What you have to do:
Please pick out every line in the data below that contains the string "eyebrow" and copy each of those lines. Letter case matters when matching.

Data shown:

***

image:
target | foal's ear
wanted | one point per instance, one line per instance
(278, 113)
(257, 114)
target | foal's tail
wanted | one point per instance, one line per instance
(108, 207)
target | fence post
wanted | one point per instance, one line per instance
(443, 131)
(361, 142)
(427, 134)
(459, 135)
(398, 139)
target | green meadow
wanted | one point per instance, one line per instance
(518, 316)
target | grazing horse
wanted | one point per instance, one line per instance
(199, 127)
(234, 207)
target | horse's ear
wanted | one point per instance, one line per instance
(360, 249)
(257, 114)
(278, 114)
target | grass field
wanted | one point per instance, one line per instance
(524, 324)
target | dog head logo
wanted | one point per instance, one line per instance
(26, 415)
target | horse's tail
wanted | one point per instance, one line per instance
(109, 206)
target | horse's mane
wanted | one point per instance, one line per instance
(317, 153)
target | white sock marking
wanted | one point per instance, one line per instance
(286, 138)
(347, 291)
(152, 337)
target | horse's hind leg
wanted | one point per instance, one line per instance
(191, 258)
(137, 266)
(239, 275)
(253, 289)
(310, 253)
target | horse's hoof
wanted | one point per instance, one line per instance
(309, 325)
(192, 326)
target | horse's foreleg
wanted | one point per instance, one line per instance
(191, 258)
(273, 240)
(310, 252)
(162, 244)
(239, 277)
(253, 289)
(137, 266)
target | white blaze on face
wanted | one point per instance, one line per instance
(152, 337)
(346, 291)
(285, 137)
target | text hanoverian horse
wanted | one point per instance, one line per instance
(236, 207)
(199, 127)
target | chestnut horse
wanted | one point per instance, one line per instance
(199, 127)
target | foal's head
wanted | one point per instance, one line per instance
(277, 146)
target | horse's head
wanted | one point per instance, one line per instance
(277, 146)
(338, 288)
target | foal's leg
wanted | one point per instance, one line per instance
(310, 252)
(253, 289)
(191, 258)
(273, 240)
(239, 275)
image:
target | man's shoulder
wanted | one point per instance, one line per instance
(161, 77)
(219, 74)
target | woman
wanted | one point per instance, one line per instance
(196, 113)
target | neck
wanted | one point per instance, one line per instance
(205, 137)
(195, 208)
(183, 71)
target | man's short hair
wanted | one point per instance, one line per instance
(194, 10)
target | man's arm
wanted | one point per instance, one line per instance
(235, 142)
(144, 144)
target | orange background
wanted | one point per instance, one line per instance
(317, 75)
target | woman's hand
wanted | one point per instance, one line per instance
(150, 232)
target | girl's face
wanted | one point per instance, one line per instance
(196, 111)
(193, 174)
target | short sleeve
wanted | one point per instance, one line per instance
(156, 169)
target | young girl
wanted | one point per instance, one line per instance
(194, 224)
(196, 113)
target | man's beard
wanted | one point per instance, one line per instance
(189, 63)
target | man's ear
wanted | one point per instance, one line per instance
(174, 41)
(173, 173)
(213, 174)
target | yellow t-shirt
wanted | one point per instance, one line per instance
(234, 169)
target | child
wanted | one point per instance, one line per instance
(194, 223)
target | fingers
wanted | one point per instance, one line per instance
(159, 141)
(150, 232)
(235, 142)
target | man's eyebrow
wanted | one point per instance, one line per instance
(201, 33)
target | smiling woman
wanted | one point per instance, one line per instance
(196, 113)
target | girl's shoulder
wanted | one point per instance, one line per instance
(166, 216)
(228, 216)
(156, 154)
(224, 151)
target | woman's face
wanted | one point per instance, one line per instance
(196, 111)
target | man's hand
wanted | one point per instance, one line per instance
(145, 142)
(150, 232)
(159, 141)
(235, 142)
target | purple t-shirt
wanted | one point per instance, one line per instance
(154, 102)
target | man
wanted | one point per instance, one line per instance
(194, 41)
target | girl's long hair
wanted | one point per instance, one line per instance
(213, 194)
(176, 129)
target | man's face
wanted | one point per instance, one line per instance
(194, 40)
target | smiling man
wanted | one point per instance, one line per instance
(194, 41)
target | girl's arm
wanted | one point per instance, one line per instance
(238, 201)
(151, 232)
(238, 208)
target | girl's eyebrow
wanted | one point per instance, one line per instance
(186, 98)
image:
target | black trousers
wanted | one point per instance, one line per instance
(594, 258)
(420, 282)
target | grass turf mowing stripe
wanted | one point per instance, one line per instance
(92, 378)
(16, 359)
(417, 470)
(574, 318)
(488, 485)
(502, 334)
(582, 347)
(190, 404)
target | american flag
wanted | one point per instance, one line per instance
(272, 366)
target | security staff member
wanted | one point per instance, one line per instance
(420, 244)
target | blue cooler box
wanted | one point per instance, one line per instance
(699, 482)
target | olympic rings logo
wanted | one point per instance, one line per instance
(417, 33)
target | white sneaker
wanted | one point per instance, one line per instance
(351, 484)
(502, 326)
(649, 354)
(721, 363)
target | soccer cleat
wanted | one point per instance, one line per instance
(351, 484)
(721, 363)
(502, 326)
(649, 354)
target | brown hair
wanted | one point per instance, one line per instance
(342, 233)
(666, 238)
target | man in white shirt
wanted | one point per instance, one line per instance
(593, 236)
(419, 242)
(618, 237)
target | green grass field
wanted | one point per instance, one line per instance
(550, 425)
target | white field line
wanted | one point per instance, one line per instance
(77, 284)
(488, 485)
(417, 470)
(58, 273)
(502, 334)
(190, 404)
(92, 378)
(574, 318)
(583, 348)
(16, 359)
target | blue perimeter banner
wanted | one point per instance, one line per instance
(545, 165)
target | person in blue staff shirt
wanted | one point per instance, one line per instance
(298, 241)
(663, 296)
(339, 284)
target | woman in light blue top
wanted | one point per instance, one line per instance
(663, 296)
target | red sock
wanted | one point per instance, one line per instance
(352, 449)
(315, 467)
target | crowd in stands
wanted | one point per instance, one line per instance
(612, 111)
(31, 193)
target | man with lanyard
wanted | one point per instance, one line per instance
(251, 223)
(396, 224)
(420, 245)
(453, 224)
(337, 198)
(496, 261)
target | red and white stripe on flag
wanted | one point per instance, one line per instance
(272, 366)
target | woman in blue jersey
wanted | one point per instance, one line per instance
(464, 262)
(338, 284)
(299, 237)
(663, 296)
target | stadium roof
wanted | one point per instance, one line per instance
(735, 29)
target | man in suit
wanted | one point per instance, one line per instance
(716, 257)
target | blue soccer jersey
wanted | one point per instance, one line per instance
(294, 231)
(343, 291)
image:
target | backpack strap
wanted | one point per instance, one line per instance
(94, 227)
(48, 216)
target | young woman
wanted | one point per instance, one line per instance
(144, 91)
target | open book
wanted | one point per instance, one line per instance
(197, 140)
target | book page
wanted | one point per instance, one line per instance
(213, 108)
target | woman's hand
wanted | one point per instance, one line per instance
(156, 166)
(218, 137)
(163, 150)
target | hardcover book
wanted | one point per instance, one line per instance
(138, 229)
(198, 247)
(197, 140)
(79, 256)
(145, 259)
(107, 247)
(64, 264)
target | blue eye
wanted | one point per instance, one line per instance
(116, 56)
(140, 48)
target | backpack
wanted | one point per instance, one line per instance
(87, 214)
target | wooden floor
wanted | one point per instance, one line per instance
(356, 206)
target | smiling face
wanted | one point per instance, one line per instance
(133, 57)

***

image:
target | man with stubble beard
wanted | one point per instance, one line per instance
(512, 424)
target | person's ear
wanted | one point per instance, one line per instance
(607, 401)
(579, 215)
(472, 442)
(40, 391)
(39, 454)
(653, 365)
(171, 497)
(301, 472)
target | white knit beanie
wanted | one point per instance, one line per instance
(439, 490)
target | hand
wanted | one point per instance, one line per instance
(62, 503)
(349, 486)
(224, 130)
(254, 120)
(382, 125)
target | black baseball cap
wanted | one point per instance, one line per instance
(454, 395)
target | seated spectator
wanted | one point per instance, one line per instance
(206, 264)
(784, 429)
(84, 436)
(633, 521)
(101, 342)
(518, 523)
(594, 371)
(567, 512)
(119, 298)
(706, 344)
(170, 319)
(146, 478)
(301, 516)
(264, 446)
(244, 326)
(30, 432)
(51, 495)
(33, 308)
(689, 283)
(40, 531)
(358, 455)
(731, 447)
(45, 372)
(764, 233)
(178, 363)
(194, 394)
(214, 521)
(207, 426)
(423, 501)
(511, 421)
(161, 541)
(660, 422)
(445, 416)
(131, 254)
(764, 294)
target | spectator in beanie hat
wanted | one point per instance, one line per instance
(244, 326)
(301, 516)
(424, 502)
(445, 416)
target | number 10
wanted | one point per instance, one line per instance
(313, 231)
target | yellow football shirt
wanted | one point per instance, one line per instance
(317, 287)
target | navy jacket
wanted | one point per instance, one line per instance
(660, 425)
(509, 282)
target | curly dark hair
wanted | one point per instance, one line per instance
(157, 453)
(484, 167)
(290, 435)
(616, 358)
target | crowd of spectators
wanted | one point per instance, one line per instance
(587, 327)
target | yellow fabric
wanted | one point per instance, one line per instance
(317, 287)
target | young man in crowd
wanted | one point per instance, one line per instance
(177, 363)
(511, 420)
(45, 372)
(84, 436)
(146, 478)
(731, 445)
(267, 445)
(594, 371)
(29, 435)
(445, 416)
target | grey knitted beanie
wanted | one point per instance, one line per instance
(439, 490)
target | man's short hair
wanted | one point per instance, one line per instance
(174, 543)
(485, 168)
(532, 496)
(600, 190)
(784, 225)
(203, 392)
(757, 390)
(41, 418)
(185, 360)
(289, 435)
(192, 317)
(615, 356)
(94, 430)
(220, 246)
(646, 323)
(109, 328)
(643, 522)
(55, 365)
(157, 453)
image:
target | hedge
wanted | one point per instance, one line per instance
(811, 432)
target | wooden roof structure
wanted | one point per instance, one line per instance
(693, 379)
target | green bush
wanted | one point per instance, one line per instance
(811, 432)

***

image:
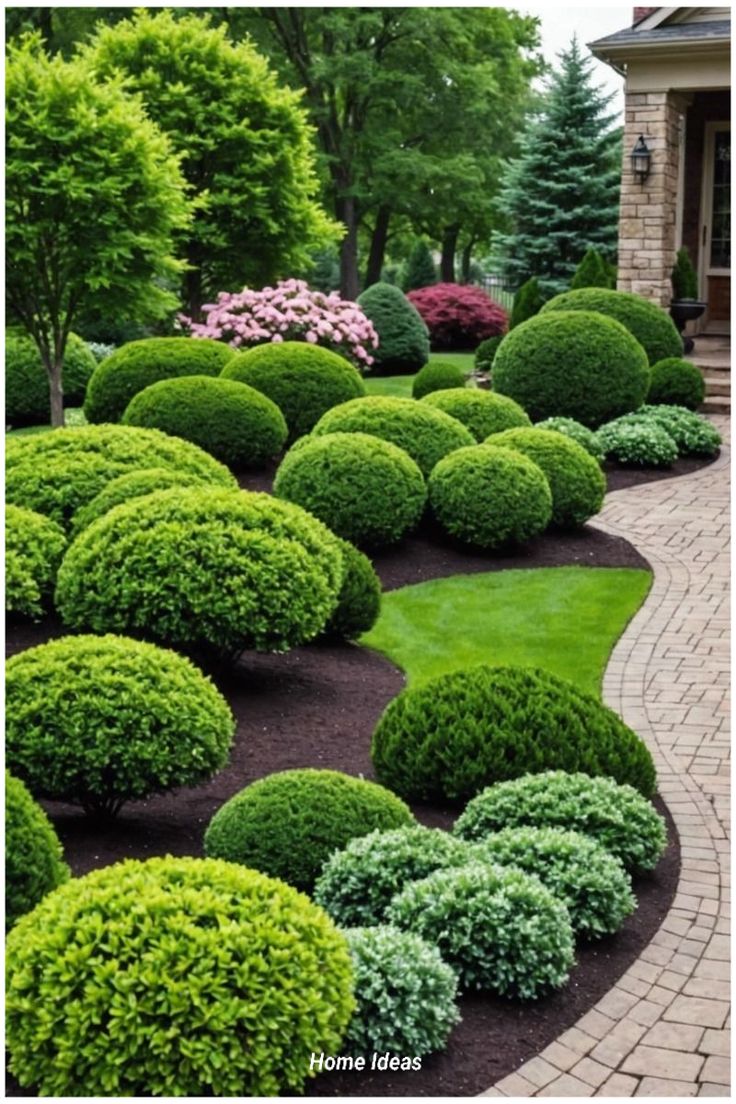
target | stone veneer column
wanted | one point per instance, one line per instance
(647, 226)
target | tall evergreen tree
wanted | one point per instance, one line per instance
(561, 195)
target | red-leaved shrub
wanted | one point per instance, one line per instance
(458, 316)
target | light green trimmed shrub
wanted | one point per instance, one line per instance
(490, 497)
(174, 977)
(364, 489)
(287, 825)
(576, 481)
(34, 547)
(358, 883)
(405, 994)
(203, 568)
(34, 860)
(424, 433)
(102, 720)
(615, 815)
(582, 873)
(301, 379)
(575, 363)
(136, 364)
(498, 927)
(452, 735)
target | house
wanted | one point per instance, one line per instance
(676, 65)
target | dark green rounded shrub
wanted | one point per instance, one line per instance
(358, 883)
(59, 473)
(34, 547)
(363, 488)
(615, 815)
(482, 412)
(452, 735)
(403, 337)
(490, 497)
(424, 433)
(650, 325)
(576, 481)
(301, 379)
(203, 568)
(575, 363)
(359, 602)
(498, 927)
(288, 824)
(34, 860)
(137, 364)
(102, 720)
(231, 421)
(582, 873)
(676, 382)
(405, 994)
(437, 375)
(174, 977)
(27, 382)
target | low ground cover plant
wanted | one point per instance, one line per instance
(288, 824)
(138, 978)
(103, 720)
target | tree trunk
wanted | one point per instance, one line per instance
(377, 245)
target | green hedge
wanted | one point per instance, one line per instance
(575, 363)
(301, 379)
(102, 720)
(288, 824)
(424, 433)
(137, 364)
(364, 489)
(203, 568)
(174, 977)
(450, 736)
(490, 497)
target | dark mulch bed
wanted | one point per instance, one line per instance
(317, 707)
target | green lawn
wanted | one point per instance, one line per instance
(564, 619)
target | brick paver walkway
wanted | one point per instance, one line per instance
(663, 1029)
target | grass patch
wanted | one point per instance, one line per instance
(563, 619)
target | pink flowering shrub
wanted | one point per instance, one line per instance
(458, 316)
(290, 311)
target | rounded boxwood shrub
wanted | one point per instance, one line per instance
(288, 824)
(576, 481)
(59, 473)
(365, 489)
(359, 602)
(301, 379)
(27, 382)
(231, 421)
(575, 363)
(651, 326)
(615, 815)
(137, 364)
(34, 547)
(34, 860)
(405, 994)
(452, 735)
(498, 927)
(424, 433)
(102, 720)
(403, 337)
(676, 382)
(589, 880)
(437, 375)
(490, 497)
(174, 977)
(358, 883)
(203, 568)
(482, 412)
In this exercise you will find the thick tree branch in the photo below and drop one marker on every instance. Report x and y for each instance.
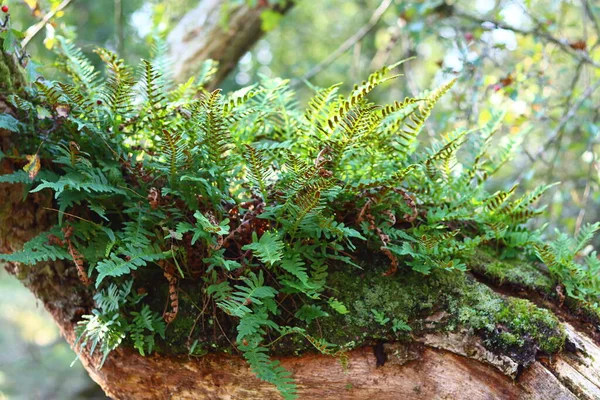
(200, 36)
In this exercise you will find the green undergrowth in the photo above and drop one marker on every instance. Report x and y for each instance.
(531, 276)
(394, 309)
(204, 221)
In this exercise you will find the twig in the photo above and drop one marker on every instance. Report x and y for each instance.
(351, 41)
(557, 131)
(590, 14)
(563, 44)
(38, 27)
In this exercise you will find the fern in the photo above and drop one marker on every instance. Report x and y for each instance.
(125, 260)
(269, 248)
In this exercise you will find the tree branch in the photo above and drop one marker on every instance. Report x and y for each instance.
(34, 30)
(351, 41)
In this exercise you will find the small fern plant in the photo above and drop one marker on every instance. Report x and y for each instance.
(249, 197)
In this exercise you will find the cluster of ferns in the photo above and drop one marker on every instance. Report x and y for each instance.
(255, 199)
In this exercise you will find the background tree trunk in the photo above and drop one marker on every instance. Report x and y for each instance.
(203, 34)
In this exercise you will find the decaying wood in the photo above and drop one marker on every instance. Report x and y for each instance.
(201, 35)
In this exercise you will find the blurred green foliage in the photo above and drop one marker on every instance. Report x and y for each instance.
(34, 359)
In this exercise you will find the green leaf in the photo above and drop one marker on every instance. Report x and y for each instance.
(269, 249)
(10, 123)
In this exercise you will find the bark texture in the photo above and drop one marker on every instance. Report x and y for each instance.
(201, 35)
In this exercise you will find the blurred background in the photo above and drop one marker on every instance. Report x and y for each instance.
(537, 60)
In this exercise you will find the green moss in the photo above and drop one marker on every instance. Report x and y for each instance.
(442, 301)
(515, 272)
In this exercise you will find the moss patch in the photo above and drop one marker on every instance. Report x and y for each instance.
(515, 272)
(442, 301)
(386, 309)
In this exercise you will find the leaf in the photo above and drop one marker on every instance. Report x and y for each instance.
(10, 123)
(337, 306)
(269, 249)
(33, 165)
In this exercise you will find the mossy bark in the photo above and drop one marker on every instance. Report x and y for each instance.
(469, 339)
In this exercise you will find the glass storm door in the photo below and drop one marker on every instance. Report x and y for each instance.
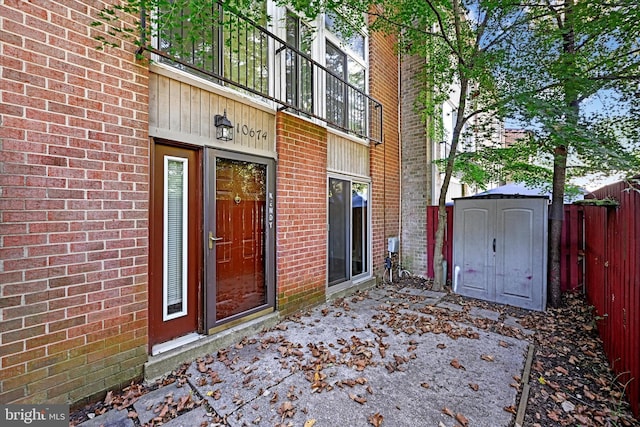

***

Solution below:
target | man's eyebrow
target | girl's eyebrow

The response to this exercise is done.